**Kumpulan Tugas**
A: Menurut kutipan tentang usia menikah ini, berapa usia perkawinan yang diperbolehkan bagi laki-laki dan perempuan dalam Undang-Undang No. 16 Tahun 2019?
B: Salin bagian kutipan tentang usia menikah mulai dari "Kemudian dalam Hukum" sampai dengan "dispensasi dari pengadilan.".

**Kutipan Dokumen**
-------
Maka hal inilah yang menjadi kontroversi dikalangan masyarakat karena
masyarakat tidak menganggap begitu penting, sebab terkadang tanda-tanda baligh
telah ia dapatkan. Karena tanda tersebut datang pada setiap orang secara berbeda.
Kemudian dalam Hukum Positif, usia perkawinan yang diperbolehkan menurut
undang-undang No. 16 tahun 2019 yaitu 19 tahun bagi laki-laki dan perempuan.
Namun jika dilihat realita yang terjadi, undang-undang tersebut tidak begitu
mempengaruhi sebagian masyarakat meskipun aturan tersebut sudah pasti, sebab
jika seseorang yang belum mencapai umur 19 tahun ingin menikah, maka
pernikahan dapat dilangsungkan dengan meminta dispensasi dari pengadilan.
A. Simpulan
Setelah penulis melakukan penelitian yang berupa penelitian pustaka
(Library reserch) dengan judul “Usia Menikah Dalam Perspektif Hukum
(Studi Komparatif Hukum Islam Dan Hukum Positif)” maka penulis
memberikan kesimpulan sebagai berikut:
1. Konsep usia menikah menurut Hukum Islam bervariasi. Sebagian
ulama menyatakan bahwa usia minimal seseorang untuk melangsungkan perkawinan adalah balig dengan ciri, bermimpi (keluar mani) bagi laki-laki dan haid (menstruasi) bagi perempuan.
Sebagian ulama yang lain menepakan bahwa usia minimal untuk
menikah tidak hanya dilihat dari ciri fisik saja, tetapi juga pada
kesempurnaan akal dan jiwa. Jadi, pada dasarnya para ulama tidak
memberikan batasan secara spesifik mengenai usia menikah. Karena
meskipun usia catin belum balig tidak menghalangi sahnya pernikahan
sebab persoalan usia minimal pernikahan tidak termasuk dalam rukun
dan syarat sah pernikahan. Sedangkan dalam Hukum Positif, usia
untuk melangsungkan pernikahan pun bervariasi.
Sebagaimana
disebutkan dalam Pasal 1 ayat (1) Undang-Undang Nomor 16 Tahun
2019 tentang perubahan atas Undang-Undang Nomor 1 Tahun 1974
menyatakan bahwa 19 tahun bagi laki-laki dan perempuan. Dan
menurut Intruksi Presiden Nomor 1 Tahun 1991 tentang Kompilasi Hukum Islam (KHI) Pasal 98 ayat
(1)menyebutkan bahwa “Batas usia anak yang mampu berdiri sendiri
atau dewasa adalah 21 tahun, sepanjang anak tersebut tidak bercacat
fisik maupun mental atau belum pernah melangsungkan perkawinan.
-------
(Data yang diambil dari sebuah koleksi)
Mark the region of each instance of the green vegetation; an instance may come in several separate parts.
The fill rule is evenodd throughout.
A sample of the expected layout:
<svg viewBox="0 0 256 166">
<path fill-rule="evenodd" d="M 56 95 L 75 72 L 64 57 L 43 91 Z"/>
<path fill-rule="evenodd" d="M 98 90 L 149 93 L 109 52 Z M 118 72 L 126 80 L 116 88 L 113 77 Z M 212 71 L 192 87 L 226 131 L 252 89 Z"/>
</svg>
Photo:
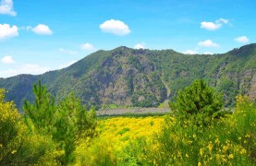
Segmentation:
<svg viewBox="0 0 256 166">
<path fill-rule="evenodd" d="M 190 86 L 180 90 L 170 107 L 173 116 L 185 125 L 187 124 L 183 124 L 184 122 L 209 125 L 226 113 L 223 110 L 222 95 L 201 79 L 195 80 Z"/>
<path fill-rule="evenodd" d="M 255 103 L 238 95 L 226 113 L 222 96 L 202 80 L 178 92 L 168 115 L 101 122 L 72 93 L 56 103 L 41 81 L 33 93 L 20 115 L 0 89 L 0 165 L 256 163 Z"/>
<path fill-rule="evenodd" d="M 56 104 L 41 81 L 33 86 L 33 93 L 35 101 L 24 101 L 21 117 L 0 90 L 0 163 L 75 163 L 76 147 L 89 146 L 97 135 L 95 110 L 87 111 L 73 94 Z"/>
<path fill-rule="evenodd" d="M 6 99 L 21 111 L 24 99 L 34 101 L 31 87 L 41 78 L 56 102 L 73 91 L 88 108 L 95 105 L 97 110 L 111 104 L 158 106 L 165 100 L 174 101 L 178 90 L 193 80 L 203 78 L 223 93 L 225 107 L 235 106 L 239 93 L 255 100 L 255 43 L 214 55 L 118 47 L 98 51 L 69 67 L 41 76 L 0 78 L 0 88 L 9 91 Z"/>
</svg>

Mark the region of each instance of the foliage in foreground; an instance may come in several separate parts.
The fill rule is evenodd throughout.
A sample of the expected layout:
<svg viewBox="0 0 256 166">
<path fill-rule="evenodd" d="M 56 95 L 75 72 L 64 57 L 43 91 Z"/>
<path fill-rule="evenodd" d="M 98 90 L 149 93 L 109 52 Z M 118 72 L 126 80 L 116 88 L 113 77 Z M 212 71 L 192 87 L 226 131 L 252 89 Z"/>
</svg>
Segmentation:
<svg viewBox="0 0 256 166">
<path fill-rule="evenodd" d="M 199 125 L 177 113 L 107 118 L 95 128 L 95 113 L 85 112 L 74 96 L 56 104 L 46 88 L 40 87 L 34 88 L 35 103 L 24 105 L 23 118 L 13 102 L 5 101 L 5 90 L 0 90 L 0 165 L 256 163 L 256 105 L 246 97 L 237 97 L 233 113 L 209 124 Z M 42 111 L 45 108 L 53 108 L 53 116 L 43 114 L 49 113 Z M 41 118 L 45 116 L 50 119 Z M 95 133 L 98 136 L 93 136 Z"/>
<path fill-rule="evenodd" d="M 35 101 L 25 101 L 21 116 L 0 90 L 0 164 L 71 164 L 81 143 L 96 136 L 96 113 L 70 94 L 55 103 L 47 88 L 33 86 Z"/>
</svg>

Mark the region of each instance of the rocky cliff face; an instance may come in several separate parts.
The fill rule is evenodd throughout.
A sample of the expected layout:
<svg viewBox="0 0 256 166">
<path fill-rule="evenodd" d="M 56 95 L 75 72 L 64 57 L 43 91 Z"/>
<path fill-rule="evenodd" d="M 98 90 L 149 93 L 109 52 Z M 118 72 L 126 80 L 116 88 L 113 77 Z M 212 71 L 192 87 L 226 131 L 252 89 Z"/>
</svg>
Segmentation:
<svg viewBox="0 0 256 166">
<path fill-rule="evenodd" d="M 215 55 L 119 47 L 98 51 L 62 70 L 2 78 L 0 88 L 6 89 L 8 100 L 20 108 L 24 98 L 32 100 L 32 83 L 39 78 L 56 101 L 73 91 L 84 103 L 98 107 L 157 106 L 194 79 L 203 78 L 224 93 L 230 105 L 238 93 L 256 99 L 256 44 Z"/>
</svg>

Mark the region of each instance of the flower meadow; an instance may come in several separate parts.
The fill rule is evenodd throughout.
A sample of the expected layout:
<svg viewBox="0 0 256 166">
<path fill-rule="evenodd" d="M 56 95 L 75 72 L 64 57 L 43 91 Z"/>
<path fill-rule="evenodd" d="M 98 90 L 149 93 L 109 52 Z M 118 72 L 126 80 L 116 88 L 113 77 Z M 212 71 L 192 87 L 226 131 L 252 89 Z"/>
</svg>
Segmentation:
-------
**Jawaban Tugas**
A: 19 tahun bagi laki-laki dan perempuan.

B:
Kemudian dalam Hukum Positif, usia perkawinan yang diperbolehkan menurut
undang-undang No. 16 tahun 2019 yaitu 19 tahun bagi laki-laki dan perempuan.
Namun jika dilihat realita yang terjadi, undang-undang tersebut tidak begitu
mempengaruhi sebagian masyarakat meskipun aturan tersebut sudah pasti, sebab
jika seseorang yang belum mencapai umur 19 tahun ingin menikah, maka
pernikahan dapat dilangsungkan dengan meminta dispensasi dari pengadilan.